● **SET OF TASKS**
(a) Translate this sentence from the earphone review into Spanish: "It sounds more mature and refined with better technical capabilities."
(b) In the earphone review, set down everything from "As you probably" down to "or preference driven.", keeping every word unchanged.

As you probably gathered, I prefer the SSR. It sounds more mature and refined with better technical capabilities. Other aspects like design, shape, cable, and comfort are a bit more personal or preference driven.

TinHifi T2 (49.90 USD): The T2 has been a staple recommendation of mine since I first covered it way back in October of 2017. In this hobby, that is some pretty ridiculous staying power. The T2 earned it though thanks to excellent build quality and a neutral-leaning tune that was unlike pretty much anything else on the market, all at a price that most could comfortably afford. I think it's time to let the old dog retire though, as to my ears the SSR is a step up in many ways. Treble is smoother and tighter with just as much detail and none of the roughness, though the T2 provides more sparkle and general energy to the sound it outputs. The midrange is more forward and vocals more coherent out of the SSR, and instruments presented with more accurate timbre. Bass digs deeper, is tighter, faster, and overall more refined, though I'll give T2 the nod for texture. The T2 holds it's own when it comes to sound stage though, offering up an experience that is just as spacious and more even when it comes to width and depth. I'd say the imaging out of the T2 is a hair more accurate and laying a hint improved, though I find the SSR to better separate individual instruments.

● **SOURCE DATA**
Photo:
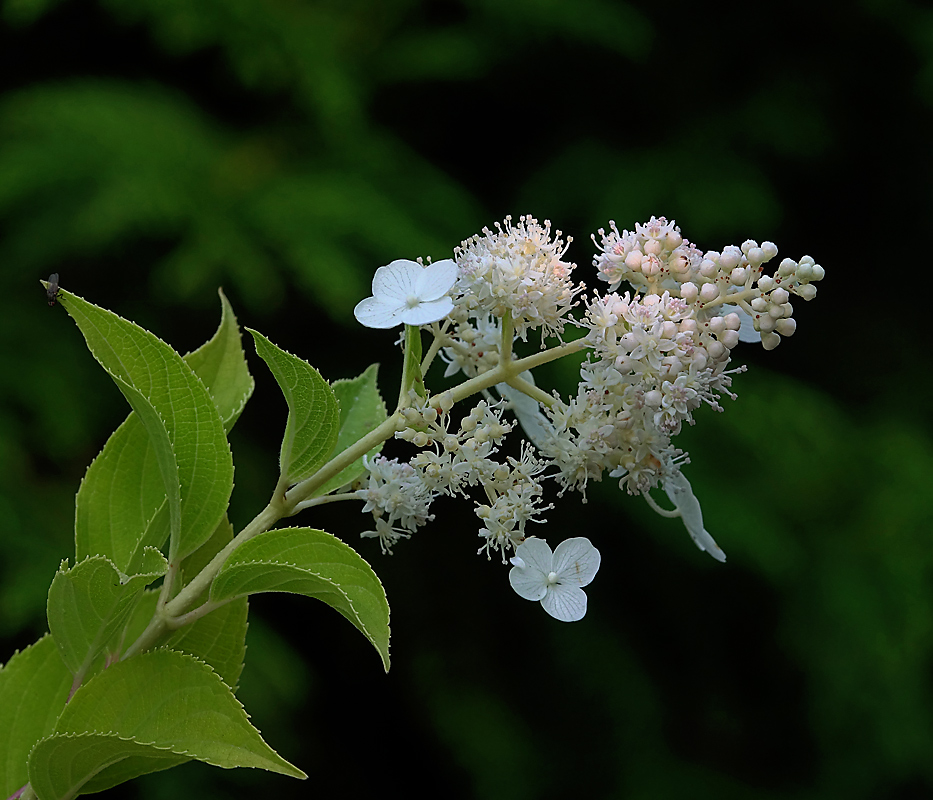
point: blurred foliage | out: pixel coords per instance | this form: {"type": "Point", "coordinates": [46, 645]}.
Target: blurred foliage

● **FINAL ANSWERS**
(a) Suena más maduro y refinado, con mejores capacidades técnicas.

(b)
As you probably gathered, I prefer the SSR. It sounds more mature and refined with better technical capabilities. Other aspects like design, shape, cable, and comfort are a bit more personal or preference driven.